◆ Exercise goal ◆
Please turn these lines into a numbered list, leaving out any blank lines and any pictures.

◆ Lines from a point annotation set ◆
· · · · · · ·
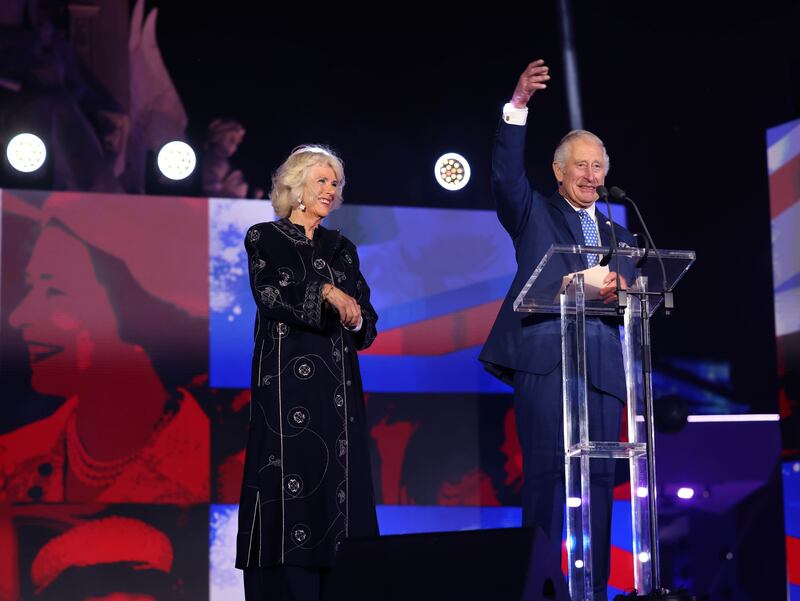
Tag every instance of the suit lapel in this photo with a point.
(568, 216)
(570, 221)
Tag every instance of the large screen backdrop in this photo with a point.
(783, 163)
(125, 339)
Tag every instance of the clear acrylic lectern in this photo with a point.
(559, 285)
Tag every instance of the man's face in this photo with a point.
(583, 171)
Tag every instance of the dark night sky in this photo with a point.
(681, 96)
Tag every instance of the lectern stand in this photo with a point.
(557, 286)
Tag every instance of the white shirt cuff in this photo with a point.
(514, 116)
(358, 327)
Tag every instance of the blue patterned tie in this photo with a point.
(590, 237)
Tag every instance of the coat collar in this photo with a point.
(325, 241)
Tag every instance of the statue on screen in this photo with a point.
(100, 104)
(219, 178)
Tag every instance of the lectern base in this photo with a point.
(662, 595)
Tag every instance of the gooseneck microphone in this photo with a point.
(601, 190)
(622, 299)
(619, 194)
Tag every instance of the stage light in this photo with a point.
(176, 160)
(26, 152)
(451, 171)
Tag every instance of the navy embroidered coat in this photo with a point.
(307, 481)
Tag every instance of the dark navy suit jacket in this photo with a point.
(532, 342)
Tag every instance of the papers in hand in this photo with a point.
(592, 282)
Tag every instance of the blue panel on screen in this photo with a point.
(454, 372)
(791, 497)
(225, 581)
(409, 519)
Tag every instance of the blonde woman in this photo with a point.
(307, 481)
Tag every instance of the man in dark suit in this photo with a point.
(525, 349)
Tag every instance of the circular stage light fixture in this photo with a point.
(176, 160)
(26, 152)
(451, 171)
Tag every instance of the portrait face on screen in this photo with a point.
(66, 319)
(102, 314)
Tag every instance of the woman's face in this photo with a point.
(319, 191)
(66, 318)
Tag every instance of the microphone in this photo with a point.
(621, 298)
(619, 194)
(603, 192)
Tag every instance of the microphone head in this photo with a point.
· · · · · · ·
◆ Output ◆
1. Tag every instance of the suit lapel in this photo with a point.
2. (568, 216)
3. (570, 221)
4. Tag every instance of the large screen backdrop in this photo with a point.
5. (783, 163)
6. (125, 339)
7. Tag every instance of the clear acrylic lectern in this photo with a point.
8. (559, 285)
9. Tag every instance of the man's face in this photo with a point.
10. (583, 171)
11. Tag every instance of the dark night sky in this photo with a point.
12. (681, 96)
13. Tag every instance of the lectern stand in this photo with a point.
14. (557, 286)
15. Tag every instance of the white shirt cuff in this photo with a point.
16. (514, 116)
17. (358, 327)
18. Tag every instance of the blue patterned tie in this photo with a point.
19. (590, 237)
20. Tag every instance of the coat collar in this photo with a point.
21. (325, 241)
22. Tag every instance of the statue on screen in this photo with a point.
23. (100, 104)
24. (219, 178)
25. Tag every instance of the lectern base in this photo with a point.
26. (662, 595)
27. Tag every instance of the gooseneck microphone in this photo with a point.
28. (601, 190)
29. (622, 299)
30. (619, 194)
31. Tag every instance of the stage light in this photo with a point.
32. (176, 160)
33. (26, 152)
34. (451, 171)
35. Tag every instance of the navy embroidered coat in this photo with a point.
36. (307, 481)
37. Tag every instance of the dark navy suit jacket in this photo with a point.
38. (532, 342)
39. Tag every instance of the papers in hand in this photo with a point.
40. (592, 282)
41. Tag every instance of the blue panel on screen in this photo with a point.
42. (454, 372)
43. (791, 497)
44. (225, 581)
45. (409, 519)
46. Tag every instance of the blonde woman in this photo with a point.
47. (307, 481)
48. Tag every instance of the man in dark suit in this photo with a point.
49. (525, 349)
50. Tag every instance of the circular stage light fixture in this photo with a point.
51. (176, 160)
52. (26, 152)
53. (451, 171)
54. Tag every instance of the portrait face on screen in this photo with a point.
55. (66, 319)
56. (102, 314)
57. Tag every instance of the woman's face in this photo with a point.
58. (319, 191)
59. (66, 318)
60. Tag every instance of the microphone in this photo with a point.
61. (621, 298)
62. (619, 194)
63. (603, 192)
64. Tag every instance of the microphone head in this photo with a point.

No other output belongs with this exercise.